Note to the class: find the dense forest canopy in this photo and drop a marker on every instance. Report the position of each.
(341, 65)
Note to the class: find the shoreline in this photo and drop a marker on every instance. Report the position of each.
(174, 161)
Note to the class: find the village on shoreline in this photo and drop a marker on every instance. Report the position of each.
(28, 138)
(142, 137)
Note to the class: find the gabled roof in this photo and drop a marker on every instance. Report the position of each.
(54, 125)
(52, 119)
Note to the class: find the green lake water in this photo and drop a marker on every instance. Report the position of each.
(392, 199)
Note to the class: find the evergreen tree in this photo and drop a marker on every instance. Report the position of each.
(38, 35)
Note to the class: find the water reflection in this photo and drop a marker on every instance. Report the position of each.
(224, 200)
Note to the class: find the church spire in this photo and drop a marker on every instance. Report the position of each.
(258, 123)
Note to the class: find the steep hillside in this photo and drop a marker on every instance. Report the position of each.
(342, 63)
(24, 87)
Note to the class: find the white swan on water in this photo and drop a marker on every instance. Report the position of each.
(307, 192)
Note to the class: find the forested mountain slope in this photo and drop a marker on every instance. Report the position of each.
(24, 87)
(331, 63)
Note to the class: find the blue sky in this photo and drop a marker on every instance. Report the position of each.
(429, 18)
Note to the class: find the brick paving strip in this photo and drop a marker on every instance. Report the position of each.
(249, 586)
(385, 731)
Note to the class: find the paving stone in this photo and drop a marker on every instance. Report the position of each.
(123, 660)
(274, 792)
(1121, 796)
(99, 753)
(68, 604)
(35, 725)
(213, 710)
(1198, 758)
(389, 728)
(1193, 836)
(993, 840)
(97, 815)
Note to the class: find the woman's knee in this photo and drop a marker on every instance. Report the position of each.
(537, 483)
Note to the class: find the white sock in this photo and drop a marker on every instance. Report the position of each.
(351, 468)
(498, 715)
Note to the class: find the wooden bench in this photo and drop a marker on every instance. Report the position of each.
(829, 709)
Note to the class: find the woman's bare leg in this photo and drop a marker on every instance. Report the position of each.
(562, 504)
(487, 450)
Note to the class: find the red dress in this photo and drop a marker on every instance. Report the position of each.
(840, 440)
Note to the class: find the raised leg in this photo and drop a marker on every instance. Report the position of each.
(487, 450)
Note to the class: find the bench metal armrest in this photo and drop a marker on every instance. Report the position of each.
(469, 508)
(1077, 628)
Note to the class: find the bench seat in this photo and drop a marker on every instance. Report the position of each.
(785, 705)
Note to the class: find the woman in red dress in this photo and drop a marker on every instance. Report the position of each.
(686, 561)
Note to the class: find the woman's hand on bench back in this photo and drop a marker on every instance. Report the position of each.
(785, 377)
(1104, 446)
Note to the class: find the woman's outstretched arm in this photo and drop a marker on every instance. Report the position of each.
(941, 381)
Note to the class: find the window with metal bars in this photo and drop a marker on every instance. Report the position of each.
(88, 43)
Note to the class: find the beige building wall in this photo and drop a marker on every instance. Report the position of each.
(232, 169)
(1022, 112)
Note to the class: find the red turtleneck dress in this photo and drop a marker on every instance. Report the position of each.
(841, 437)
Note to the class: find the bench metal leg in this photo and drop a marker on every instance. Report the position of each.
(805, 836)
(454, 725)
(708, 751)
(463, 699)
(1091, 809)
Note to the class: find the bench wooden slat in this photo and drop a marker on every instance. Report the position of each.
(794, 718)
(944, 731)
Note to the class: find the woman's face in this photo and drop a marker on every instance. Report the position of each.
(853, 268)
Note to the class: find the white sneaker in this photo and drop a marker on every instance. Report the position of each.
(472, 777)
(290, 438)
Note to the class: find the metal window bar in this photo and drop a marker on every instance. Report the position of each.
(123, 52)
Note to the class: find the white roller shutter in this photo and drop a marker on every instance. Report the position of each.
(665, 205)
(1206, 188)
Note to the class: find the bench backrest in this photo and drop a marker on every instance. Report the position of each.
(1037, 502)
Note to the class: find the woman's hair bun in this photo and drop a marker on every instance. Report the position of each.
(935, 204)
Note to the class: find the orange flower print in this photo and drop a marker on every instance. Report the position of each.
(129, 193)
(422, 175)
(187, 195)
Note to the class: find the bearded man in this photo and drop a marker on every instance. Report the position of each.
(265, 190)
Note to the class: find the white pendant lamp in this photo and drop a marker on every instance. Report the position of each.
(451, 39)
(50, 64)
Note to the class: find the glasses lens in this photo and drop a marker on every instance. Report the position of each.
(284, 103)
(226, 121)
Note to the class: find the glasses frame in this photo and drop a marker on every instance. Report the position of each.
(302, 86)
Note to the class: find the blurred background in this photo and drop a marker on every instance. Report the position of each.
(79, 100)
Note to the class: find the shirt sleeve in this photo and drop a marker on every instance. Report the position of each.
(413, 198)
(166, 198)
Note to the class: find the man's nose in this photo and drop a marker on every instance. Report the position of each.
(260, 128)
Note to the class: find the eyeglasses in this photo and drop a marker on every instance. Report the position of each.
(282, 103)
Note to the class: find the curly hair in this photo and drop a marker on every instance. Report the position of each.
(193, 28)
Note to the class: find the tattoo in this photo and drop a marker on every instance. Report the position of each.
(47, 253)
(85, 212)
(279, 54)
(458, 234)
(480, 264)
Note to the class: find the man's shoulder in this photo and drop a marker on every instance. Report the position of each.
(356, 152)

◇ ◇ ◇ ◇

Task statement: Transcribe, word for word, every line from the one containing "Note to the class: find the eyeglasses" through the final line of the entries, and nothing else.

Response for this exercise:
Note to the class: find the eyeglasses in this photo and drop a marker on every instance. Report the position of each.
(282, 103)
Note to the class: find the curly hair in this photo and drop a marker on every instance. Report the position of each.
(193, 28)
Note to the class: find the tattoo in this photo and drop a marker on every instance. Report the position of each.
(47, 253)
(85, 212)
(279, 54)
(458, 234)
(480, 264)
Note to the class: find the man's shoulder in this photo and drop a marker on every instance. Report the position of each.
(356, 152)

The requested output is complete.